* **COMPLÉTEZ CE QUI SUIT**
1: Dans le texte sur la prévention des conflits électoraux, relevez tout ce que les conflits et la violence engendrés par les élections sont parfois allés jusqu'à menacer.
2: Prolongez le texte sur la prévention des conflits électoraux en Côte d'Ivoire à partir de sa dernière phrase.

* **TEXTE À LIRE**

>>

La prévention des conflits électoraux est cruciale en Afrique de l’Ouest, notamment en Côte d’Ivoire. Cet article analyse les délais d’attente des résultats électoraux et propose des stratégies pour optimiser le processus de la Commission Électorale Indépendante (CEI), réduisant ainsi les tensions post-électorales.
PROBLEMATIQUE
- PROBLÈME DE RECHERCHE
Les élections constituent le critère principal caractérisant la démocratie représentative. Elles permettent au peuple de régulièrement choisir ses dirigeants et leurs programmes politiques.
Le début des années 1990 a été marqué en Afrique par une vague de démocratisation et par l’universalisation du discours démocratique, entraînant la réintroduction du multipartisme et des élections concurrentielles dans la plupart des pays du continent africain au sud du Sahara (Vincent Darracq, Victor Magnani, 2011)1. Les élections sont alors devenues un élément central de la participation populaire au processus de gouvernance démocratique.
En même temps, les élections ont engendré des conflits et de la violence, allant même parfois jusqu’à menacer l’ordre social, le développement économique et les efforts visant à consolider l’intégration régionale (Rapport du groupe des sages de l’UA, 2012)2.

<<

* **DONNÉES BRUTES**
>>

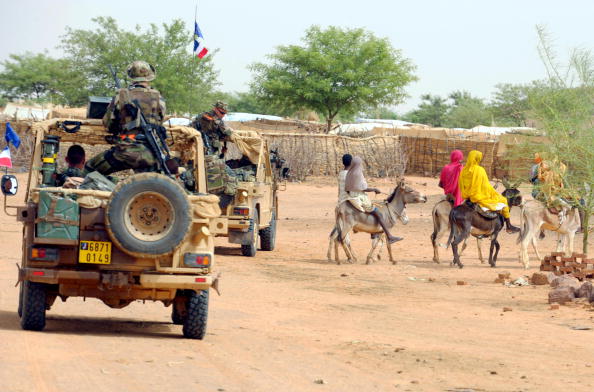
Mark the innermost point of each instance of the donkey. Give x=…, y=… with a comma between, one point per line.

<<

* **CORRIGÉ DE L'EXERCICE**
1:
- l'ordre social
- le développement économique
- les efforts visant à consolider l'intégration régionale

2:
Beaucoup d’analystes s’accordent à souligner que les causes lointaines de la violence électorale sont souvent à rechercher dans les situations de crises peu, mal ou non gérées. Elle est plus fréquente dans les pays qui sortent d’une instabilité politique, d’une guerre civile ou d’un coup d’Etat. Les élections dans de tels contextes viennent raidir les positions des acteurs précédemment en conflit qui trouvent en la violence le seul outil pour s’exprimer. Il faut aussi noter que ces violences électorales s’expriment davantage dans un contexte :
- de transition démocratique ou de désarmement et de démobilisation suite à une guerre civile ;
- de manipulation réelle ou perçue des élections ;
- d’enjeux importants qui met en présence des ethnies, des clans, des puissances économiques en plus des acteurs politiques ;
- d’un écart non important entre les candidats ;
- d’un cadre juridique peu clair ou contesté ;
- des organes de gestion partisans ;
- du manque de transparence, y compris à propos des données électorales, de preuve ou perception de fraude lors du processus électoral ;
- d’un système uninominal majoritaire à un tour, d’exclusion de communautés spécifiques pendant le processus électoral3.
Diabacte, T. Ali (1997)4 dans sa publication dénommée « Les conflits électoraux, origines, types et manifestations » présente les caractéristiques des causes des conflits électoraux comme étant le legs de l’ordre ancien du parti unique et la gestation d’un ordre nouveau. Ainsi, le climat électoral est-il d’une part entaché de suspicion généralisée, d’ambitions personnelles, de mobilisations tribales ou régionales, de confrontations idéologiques ou partisanes, de haine et d’esprit de vengeance, et d’autre part, on est en présence de forces politiques profondément antagonistes.
Procédant à une typologie des conflits électoraux, l’auteur distingue, dans la période préélectorale des conflits idéologiques (ethniques, religieux, économiques), juridiques et institutionnels. Le jour du scrutin, les sources de conflits sont l’irrégularité et la fraude. La période post-électorale se caractérise souvent par les phénomènes du contentieux électoral et du contentieux politique. La géopolitique, la lutte d’intérêts des grandes puissances, est également une source non négligeable de conflits électoraux en Afrique.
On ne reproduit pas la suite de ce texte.